** Start Information provided **
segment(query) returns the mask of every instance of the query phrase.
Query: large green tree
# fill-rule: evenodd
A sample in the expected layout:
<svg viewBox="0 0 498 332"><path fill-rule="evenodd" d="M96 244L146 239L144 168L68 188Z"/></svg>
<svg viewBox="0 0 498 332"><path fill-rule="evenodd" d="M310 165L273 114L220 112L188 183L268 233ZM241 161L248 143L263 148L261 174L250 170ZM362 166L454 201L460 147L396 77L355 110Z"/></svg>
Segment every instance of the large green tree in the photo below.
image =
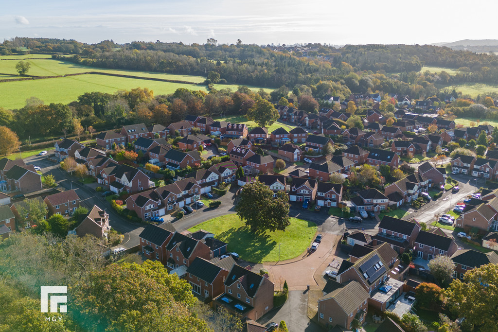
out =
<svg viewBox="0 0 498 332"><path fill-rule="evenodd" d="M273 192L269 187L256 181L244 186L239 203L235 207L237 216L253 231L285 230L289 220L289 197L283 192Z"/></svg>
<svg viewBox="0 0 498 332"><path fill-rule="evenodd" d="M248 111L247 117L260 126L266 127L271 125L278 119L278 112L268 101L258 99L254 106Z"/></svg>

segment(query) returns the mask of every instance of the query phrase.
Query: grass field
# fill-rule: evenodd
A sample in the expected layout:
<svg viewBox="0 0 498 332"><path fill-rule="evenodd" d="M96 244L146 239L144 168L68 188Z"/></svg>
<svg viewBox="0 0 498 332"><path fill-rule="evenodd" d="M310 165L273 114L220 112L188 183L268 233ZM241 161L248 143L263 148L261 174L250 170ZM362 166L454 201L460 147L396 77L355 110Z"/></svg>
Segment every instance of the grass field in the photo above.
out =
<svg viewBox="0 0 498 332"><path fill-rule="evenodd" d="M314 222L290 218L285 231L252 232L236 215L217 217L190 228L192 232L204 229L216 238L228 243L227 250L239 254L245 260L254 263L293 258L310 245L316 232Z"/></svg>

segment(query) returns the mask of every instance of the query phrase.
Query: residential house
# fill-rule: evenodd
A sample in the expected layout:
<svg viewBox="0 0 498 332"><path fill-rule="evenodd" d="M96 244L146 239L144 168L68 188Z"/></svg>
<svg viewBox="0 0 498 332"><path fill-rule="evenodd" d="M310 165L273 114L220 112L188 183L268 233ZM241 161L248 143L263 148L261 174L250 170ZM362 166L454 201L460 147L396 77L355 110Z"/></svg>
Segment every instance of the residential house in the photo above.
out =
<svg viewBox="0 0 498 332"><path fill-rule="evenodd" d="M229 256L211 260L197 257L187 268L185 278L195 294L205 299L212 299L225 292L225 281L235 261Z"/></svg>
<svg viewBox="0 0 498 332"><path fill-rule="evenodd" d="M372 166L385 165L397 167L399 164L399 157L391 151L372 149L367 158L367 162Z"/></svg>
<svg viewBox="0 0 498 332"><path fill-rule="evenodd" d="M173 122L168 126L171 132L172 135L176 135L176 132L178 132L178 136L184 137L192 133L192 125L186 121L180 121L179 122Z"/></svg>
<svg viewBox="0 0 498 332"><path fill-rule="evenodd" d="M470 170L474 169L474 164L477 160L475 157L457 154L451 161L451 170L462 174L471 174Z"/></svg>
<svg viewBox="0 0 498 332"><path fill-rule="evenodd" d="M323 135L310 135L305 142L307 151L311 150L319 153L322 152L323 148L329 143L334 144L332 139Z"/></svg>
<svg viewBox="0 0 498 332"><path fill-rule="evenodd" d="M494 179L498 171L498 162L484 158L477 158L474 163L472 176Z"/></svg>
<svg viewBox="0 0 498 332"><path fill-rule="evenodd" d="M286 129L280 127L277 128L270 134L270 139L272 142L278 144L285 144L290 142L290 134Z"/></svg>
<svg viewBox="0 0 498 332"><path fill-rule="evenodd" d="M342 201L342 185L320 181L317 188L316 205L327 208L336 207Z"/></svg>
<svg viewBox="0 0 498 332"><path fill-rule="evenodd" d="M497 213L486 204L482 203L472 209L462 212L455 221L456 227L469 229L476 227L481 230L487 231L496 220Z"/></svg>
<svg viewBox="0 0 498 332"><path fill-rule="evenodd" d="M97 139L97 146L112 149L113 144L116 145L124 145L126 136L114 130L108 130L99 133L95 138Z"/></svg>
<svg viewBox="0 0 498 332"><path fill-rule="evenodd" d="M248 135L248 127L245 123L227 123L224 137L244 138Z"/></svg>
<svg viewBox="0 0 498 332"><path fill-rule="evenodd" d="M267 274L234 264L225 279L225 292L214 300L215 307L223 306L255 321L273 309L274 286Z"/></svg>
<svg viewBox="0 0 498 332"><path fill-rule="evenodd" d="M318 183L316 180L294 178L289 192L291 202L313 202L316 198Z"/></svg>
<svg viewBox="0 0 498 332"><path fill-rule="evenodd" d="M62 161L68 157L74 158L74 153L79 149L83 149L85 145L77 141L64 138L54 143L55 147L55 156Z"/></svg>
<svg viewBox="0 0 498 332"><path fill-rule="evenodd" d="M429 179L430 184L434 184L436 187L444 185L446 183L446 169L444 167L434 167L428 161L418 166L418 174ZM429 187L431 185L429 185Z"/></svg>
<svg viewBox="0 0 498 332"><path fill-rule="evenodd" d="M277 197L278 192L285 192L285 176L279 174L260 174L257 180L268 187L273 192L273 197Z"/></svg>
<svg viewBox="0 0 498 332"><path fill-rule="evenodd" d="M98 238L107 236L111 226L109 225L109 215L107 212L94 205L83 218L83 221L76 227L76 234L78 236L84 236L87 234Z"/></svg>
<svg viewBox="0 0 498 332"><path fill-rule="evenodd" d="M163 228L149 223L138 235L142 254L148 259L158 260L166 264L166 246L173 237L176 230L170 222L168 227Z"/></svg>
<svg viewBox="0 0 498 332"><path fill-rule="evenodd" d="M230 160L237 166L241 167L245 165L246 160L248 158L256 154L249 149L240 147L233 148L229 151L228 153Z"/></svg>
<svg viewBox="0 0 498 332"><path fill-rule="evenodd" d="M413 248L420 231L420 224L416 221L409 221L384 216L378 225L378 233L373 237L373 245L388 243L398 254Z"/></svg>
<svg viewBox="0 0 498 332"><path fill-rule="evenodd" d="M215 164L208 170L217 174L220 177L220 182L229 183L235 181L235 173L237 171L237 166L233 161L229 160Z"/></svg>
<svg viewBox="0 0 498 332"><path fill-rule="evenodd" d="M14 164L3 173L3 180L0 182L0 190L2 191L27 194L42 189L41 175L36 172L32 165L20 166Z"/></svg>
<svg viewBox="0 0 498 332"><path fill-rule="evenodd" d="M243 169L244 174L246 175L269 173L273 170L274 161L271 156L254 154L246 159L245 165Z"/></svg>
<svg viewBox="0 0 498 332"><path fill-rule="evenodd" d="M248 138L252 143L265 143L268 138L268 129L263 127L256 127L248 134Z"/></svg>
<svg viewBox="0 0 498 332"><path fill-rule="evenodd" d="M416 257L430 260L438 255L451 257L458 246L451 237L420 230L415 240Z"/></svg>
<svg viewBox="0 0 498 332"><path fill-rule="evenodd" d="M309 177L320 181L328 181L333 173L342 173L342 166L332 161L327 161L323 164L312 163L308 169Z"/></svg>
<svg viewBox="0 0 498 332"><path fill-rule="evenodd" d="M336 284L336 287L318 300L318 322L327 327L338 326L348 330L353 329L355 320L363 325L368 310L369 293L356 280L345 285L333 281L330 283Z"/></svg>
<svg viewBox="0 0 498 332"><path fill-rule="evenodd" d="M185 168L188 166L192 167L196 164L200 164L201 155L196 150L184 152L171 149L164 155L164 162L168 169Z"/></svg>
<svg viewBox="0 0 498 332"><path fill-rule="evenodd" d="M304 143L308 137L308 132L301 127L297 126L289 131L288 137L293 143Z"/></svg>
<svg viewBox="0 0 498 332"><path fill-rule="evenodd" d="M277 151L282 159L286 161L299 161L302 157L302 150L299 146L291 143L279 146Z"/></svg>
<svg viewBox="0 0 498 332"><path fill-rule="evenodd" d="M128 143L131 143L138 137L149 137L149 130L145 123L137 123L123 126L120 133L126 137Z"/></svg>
** End Information provided **
◆ **Exercise goal**
Arrange the lines from the start of the entries through the line containing "111L247 117L260 126L266" as a Markdown table with columns named No and Line, skipping blank lines and leaving out the pictures.

◆ **Response for this exercise**
| No | Line |
|---|---|
| 1 | segment(query) returns the mask of every instance of the query phrase. |
| 2 | Query: large green tree |
| 3 | # fill-rule: evenodd |
| 4 | A sample in the expected layout: |
| 5 | <svg viewBox="0 0 498 332"><path fill-rule="evenodd" d="M96 244L146 239L144 168L68 188Z"/></svg> |
| 6 | <svg viewBox="0 0 498 332"><path fill-rule="evenodd" d="M310 165L273 114L220 112L188 183L268 233ZM241 161L248 143L263 148L261 174L250 170ZM362 166L454 201L460 147L396 77L355 110Z"/></svg> |
| 7 | Segment every instance of the large green tree in the photo below. |
| 8 | image = |
| 9 | out = |
| 10 | <svg viewBox="0 0 498 332"><path fill-rule="evenodd" d="M273 192L269 187L256 181L244 186L239 203L235 207L237 216L253 231L285 230L289 220L289 197L283 192Z"/></svg> |
| 11 | <svg viewBox="0 0 498 332"><path fill-rule="evenodd" d="M248 111L247 117L260 126L266 127L271 125L278 119L278 112L268 101L258 99L254 106Z"/></svg> |